## Passage provided
This diary is written by a Parliamentary candidate contesting a marginal seat in May.
I have an Association meeting tonight. Some classic material for my candidate’s diary, and I take my notebook.
I arrive at the offices which are rather unfortunately located near the town’s sewage works, which enhances the sense of duty I feel as I approach. Tonight is the AGM, and all of the town’s (population 35,000) Conservative members are expected to attend. All 19 of them.
They are a stoic bunch. They command my respect and get it. They have trounced year after year up and down pavements for candidates they may or may not have liked, with no encouragement from CCHQ, for which they still seem to have a strange sort of fear. At the last election they significantly closed the gap on an MP sitting for 15 or more years.
They are dismayed; their efforts and calls for assistance from CCHQ remain unrecognised. I am due to sum up at the end and give a ‘call to arms’. Something that is never easy. I am not comfortable asking 80-year-olds to pound the pavements with me. But with a lack of new members what choice do I have? They are all thrilled that I have joined and repeatedly ask me to get new members. Trouble is, I have asked all of my friends and neighbours, and not one was prepared to join the Conservative Party. And yet we garner thousands of votes in this town. Odd. Perhaps not.

## Prompt A
Reproduce the campaign diary word for word, in full.
The campaign diary and the entries that come after it are unrelated pieces of material.

## Record extracts
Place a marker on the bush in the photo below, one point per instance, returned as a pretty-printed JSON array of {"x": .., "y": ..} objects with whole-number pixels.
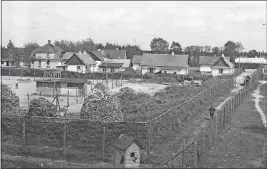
[
  {"x": 101, "y": 105},
  {"x": 41, "y": 107},
  {"x": 9, "y": 101}
]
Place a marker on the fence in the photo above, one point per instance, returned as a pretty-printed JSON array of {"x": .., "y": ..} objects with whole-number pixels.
[{"x": 192, "y": 152}]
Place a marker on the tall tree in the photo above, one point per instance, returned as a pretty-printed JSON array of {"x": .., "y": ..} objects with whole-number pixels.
[
  {"x": 176, "y": 47},
  {"x": 159, "y": 44}
]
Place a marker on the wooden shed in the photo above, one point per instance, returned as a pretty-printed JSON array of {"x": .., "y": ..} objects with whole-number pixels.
[
  {"x": 127, "y": 152},
  {"x": 62, "y": 87}
]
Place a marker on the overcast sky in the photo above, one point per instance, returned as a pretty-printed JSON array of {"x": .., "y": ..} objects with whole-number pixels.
[{"x": 136, "y": 22}]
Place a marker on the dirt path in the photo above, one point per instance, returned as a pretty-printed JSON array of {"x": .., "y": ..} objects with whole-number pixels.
[{"x": 244, "y": 144}]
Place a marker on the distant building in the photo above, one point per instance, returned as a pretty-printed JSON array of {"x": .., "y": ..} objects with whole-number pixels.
[
  {"x": 114, "y": 65},
  {"x": 62, "y": 87},
  {"x": 114, "y": 54},
  {"x": 13, "y": 57},
  {"x": 48, "y": 56},
  {"x": 136, "y": 62},
  {"x": 164, "y": 63},
  {"x": 127, "y": 152},
  {"x": 80, "y": 62}
]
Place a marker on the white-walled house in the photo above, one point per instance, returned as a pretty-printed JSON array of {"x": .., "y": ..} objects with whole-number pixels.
[
  {"x": 136, "y": 62},
  {"x": 206, "y": 62},
  {"x": 48, "y": 56},
  {"x": 164, "y": 63},
  {"x": 81, "y": 63}
]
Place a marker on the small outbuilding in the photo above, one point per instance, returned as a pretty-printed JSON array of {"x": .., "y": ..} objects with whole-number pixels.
[
  {"x": 127, "y": 152},
  {"x": 61, "y": 87}
]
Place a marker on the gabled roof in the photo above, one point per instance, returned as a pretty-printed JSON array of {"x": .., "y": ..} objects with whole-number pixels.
[
  {"x": 86, "y": 58},
  {"x": 165, "y": 60},
  {"x": 111, "y": 65},
  {"x": 48, "y": 48},
  {"x": 67, "y": 55},
  {"x": 208, "y": 60},
  {"x": 97, "y": 55},
  {"x": 137, "y": 59},
  {"x": 226, "y": 62},
  {"x": 125, "y": 62},
  {"x": 115, "y": 54},
  {"x": 15, "y": 52},
  {"x": 123, "y": 142}
]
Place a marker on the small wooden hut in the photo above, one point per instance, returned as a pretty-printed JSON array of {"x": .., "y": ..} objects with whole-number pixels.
[
  {"x": 62, "y": 87},
  {"x": 127, "y": 152}
]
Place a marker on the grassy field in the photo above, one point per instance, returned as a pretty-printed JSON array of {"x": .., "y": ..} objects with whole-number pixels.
[{"x": 244, "y": 144}]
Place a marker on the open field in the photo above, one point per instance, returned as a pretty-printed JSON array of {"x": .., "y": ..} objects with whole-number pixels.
[{"x": 244, "y": 144}]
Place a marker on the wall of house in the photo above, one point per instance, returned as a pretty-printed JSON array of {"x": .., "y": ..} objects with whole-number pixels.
[
  {"x": 226, "y": 71},
  {"x": 129, "y": 163},
  {"x": 145, "y": 69},
  {"x": 45, "y": 56},
  {"x": 74, "y": 68},
  {"x": 204, "y": 69},
  {"x": 52, "y": 65},
  {"x": 136, "y": 66}
]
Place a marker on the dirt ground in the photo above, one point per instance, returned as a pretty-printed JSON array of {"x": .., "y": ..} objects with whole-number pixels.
[{"x": 243, "y": 145}]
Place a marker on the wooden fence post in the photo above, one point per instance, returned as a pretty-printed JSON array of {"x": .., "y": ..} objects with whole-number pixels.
[
  {"x": 183, "y": 154},
  {"x": 23, "y": 131},
  {"x": 64, "y": 138},
  {"x": 195, "y": 152},
  {"x": 77, "y": 95},
  {"x": 104, "y": 137}
]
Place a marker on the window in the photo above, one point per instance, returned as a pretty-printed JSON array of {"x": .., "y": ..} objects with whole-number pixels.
[
  {"x": 151, "y": 70},
  {"x": 132, "y": 154}
]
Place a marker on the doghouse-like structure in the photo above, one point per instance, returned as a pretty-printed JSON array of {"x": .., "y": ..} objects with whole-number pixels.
[
  {"x": 61, "y": 87},
  {"x": 127, "y": 152}
]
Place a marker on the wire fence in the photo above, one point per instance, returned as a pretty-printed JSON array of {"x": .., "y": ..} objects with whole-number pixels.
[{"x": 192, "y": 152}]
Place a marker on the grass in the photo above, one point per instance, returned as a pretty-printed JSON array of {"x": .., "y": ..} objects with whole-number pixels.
[{"x": 242, "y": 146}]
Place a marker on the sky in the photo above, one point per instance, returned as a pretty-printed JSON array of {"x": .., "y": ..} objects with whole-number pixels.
[{"x": 136, "y": 22}]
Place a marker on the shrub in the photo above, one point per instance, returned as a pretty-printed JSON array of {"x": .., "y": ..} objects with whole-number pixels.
[
  {"x": 41, "y": 107},
  {"x": 9, "y": 100},
  {"x": 101, "y": 105}
]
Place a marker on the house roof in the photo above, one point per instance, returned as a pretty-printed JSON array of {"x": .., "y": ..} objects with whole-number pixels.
[
  {"x": 137, "y": 59},
  {"x": 123, "y": 142},
  {"x": 125, "y": 62},
  {"x": 16, "y": 52},
  {"x": 251, "y": 60},
  {"x": 208, "y": 60},
  {"x": 98, "y": 55},
  {"x": 48, "y": 48},
  {"x": 115, "y": 54},
  {"x": 67, "y": 55},
  {"x": 164, "y": 60},
  {"x": 86, "y": 58},
  {"x": 110, "y": 65}
]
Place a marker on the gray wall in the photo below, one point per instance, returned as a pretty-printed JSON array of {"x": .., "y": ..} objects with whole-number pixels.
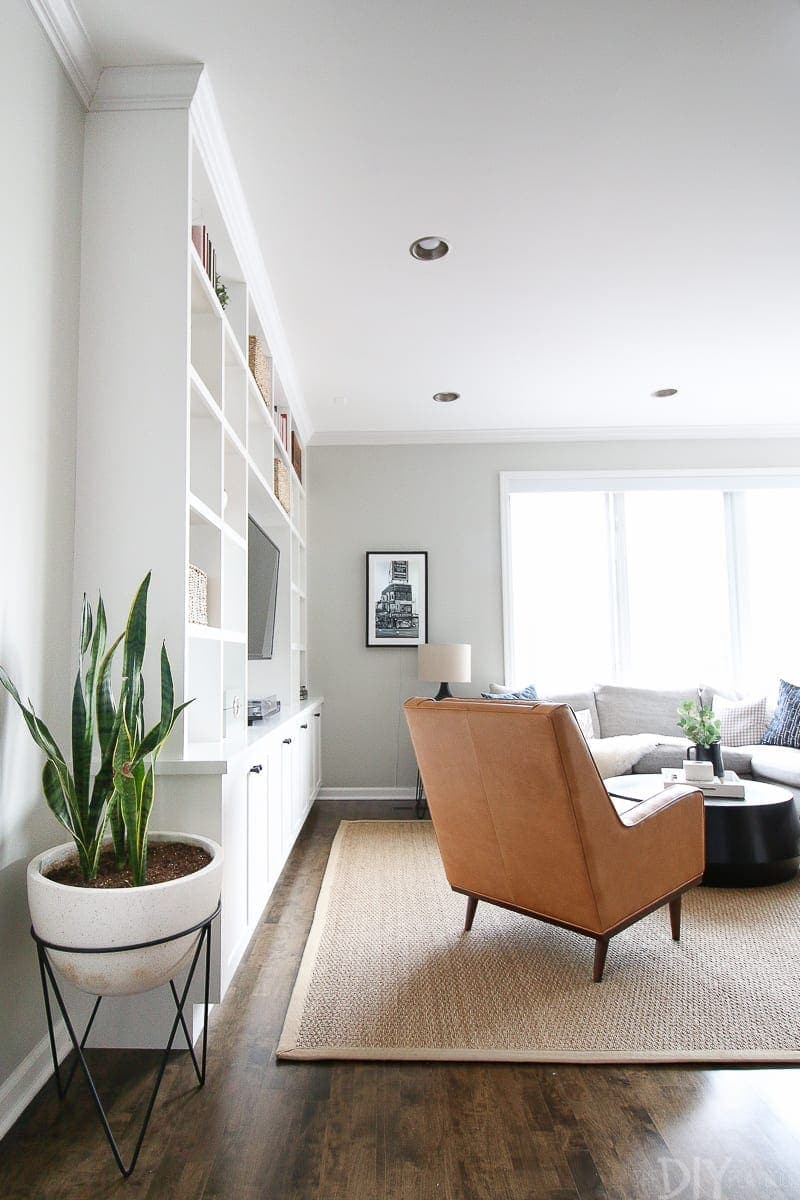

## Prompt B
Duplicate the entries exactly, starting at the line containing "Place a marker on the sky" and continuing through the end of the entries, with both ends included. Omit the pictures.

## Reply A
This diary is written by a Parliamentary candidate contesting a marginal seat in May.
I have an Association meeting tonight. Some classic material for my candidate’s diary, and I take my notebook.
I arrive at the offices which are rather unfortunately located near the town’s sewage works, which enhances the sense of duty I feel as I approach. Tonight is the AGM, and all of the town’s (population 35,000) Conservative members are expected to attend. All 19 of them.
They are a stoic bunch. They command my respect and get it. They have trounced year after year up and down pavements for candidates they may or may not have liked, with no encouragement from CCHQ, for which they still seem to have a strange sort of fear. At the last election they significantly closed the gap on an MP sitting for 15 or more years.
They are dismayed; their efforts and calls for assistance from CCHQ remain unrecognised. I am due to sum up at the end and give a ‘call to arms’. Something that is never easy. I am not comfortable asking 80-year-olds to pound the pavements with me. But with a lack of new members what choice do I have? They are all thrilled that I have joined and repeatedly ask me to get new members. Trouble is, I have asked all of my friends and neighbours, and not one was prepared to join the Conservative Party. And yet we garner thousands of votes in this town. Odd. Perhaps not.

## Reply B
Place a marker on the sky in the photo above, one point per instance, returned as a pretty-printed JSON array of {"x": .., "y": ..} objects with whole-number pixels.
[{"x": 136, "y": 22}]
Place a marker on the shrub in the photo above, one point per instance, returned as a pretty-printed JSON array of {"x": .., "y": ..} objects with whole-number pixels.
[
  {"x": 41, "y": 107},
  {"x": 9, "y": 100},
  {"x": 101, "y": 105}
]
Place a marker on the house roof in the photo above, one point per instance, returned as a pretty-printed JSON array of {"x": .., "y": ..} objects with whole-number pixels.
[
  {"x": 137, "y": 59},
  {"x": 123, "y": 142},
  {"x": 125, "y": 62},
  {"x": 16, "y": 52},
  {"x": 251, "y": 60},
  {"x": 208, "y": 60},
  {"x": 98, "y": 55},
  {"x": 48, "y": 48},
  {"x": 115, "y": 54},
  {"x": 67, "y": 55},
  {"x": 164, "y": 60},
  {"x": 86, "y": 58},
  {"x": 110, "y": 65}
]
Place a marker on the gray wall in the photo below, one point per instance, returned as a pretty-printed JSON array of {"x": .., "y": ..} objects with whole-number pixels.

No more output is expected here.